* **Page**:

— START —

Forums

(Audio DSP)Comparing and masking audio

Started by Jeremy Smith December 1, 2003
Hi!

I've been working on a program to take, say, a drum sound, then find it 
in another file (say, a song with that drum sound in it) by comparing the 
frequency spectrum of the drum to various chunks of the song, so that it 
finds a close match of the spectrum charts. It compares everything in the 
frequency spectrum by using the Fast Fourier Transform.

Once it knows where there is a duplicate of the drum sound, it has to try 
and remove it, using the other file as a frequency mask. I tried simply 
FFT'ing the bass drum, then subtracting this from the FFT of the song (at 
the correct position), but,

    	*This only works when the files are exactly aligned. If I'm out by 
say 8 bytes, there gets more and more noise in the output file.

    	*On a test file, subtracting one song (song 1) from another (song 
2, with some drums added to it) leaves the drums. However, subtracting 
the drums from song 2 doesn't seem to have any effect!

First, I thought by moving into the frequency domain that it would be 
easier to remove a specific block of frequencies. Second, I can't figure 
out why the subtraction of drums from song 2 isn't working!

I won't post my code as it won't help but all I'm using is an FFT, a 
reverse-FFT (which works), and a graphical window to display my results. 
I am subtracting the files in an FFT buffer. I might be going wrong in 
assuming that each FFT buffer has the same spectrum in the same place.

My question for the newsgroup is, is what I'm attempting possible (it 
looks like it should be at least in a graphical sense), and if so, am I 
going about it the right way?

— END —

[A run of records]
— START —

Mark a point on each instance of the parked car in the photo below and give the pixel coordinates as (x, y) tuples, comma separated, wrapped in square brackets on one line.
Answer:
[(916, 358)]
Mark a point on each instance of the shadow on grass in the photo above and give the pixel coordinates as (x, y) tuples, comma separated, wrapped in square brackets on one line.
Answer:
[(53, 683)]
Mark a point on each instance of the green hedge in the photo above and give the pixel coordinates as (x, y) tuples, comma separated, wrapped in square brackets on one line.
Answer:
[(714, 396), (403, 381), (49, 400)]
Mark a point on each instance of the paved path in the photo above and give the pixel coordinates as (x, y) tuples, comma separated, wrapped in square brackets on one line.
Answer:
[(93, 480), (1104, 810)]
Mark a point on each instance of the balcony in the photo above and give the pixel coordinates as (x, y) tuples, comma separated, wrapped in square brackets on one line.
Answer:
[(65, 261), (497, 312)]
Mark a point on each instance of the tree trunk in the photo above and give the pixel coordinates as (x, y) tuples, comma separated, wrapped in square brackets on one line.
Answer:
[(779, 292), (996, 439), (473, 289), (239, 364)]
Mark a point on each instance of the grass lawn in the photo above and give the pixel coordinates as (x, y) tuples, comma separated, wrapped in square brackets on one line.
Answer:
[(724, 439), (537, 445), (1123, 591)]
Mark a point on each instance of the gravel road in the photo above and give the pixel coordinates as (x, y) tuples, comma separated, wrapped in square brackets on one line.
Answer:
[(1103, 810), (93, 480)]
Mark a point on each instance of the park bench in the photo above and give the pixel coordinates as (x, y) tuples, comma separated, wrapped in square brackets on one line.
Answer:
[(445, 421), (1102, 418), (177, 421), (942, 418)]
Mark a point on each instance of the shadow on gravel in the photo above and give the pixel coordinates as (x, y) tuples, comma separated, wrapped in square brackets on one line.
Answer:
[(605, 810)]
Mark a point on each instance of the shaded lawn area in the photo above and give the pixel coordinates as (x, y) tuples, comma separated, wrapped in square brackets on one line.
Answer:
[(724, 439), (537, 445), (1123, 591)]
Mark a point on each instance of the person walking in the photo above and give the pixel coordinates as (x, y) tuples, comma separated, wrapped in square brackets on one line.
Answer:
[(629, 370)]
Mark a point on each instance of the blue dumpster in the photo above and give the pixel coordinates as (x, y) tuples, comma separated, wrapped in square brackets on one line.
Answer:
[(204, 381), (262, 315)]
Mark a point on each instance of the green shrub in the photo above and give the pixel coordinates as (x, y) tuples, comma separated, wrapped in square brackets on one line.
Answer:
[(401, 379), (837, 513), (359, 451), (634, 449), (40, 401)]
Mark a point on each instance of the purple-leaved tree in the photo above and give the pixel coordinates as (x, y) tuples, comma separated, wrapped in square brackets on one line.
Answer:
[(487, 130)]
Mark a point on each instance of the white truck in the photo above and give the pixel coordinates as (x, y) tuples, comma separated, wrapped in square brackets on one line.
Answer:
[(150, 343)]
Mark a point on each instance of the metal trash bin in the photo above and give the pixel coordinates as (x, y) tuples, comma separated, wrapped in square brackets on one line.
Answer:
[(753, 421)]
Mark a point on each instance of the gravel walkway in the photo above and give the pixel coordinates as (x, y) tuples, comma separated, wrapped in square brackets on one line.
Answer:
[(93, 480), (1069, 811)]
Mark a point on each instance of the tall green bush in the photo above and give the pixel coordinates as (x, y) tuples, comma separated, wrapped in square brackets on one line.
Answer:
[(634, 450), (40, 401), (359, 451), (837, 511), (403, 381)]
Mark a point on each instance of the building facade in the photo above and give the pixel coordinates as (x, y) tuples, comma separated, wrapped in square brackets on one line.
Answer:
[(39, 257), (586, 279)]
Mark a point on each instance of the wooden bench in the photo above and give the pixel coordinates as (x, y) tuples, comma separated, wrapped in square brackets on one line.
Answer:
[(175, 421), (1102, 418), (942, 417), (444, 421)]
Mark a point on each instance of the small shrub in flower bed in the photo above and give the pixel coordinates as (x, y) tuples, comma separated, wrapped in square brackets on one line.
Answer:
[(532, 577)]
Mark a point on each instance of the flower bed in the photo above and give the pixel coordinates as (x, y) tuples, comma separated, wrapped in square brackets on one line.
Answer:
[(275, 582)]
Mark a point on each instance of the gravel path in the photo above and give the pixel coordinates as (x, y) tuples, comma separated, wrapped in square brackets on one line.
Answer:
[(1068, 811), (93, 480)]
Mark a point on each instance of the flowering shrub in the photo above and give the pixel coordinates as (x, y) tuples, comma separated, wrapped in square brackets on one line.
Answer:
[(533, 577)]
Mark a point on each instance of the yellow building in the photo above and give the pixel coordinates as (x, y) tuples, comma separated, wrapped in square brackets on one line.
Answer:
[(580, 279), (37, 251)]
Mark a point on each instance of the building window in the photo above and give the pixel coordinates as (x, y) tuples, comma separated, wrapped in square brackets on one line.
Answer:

— END —

* **What you have to do**: Continue the forum thread above about finding and removing a drum sound from a song, starting right after its last sentence.

* **Written answer**:
I'll be reading the newsgroup, but any personal emails are fine.

Cheers,

Jeremy.
Jeremy Smith <jeremyalansmith@softhome.net> wrote in
news:Xns9444CAFC7EFCjeremyalansmithsofth@62.253.162.103: 

> Hi! > > I've been working on a program to take, say, a drum sound, then find > it in another file (say, a song with that drum sound in it) by > comparing the frequency spectrum of the drum to various chunks of the > song, so that it finds a close match of the spectrum charts. It > compares everything in the frequency spectrum by using the Fast > Fourier Transform.
My second question, about removing the drums from a (pre-prepared) song is solved (I found out that my code, which checked that one FFT element was higher than the other before subtracting, was wrong because of the use of negative numbers in an FFT element). I would still like to know the answer to my other question, "is this possible", before I spend a lot of time on it. As a postscript to that posting, I looked on the Web for papers, or articles, on subtracting one range of frequencies from another, and found virtually nothing. Which is why I post here! Best, Jeremy Smith.
On Mon, 01 Dec 2003 19:55:06 GMT, Jeremy Smith
<jeremyalansmith@softhome.net> wrote:
> Hi! > > I've been working on a program to take, say, a drum sound, then find it > in another file (say, a song with that drum sound in it) by comparing the > frequency spectrum of the drum to various chunks of the song, so that it > finds a close match of the spectrum charts. It compares everything in the > frequency spectrum by using the Fast Fourier Transform. > > Once it knows where there is a duplicate of the drum sound, it has to try > and remove it, using the other file as a frequency mask. I tried simply > FFT'ing the bass drum, then subtracting this from the FFT of the song (at > the correct position), but, > > *This only works when the files are exactly aligned. If I'm out by > say 8 bytes, there gets more and more noise in the output file.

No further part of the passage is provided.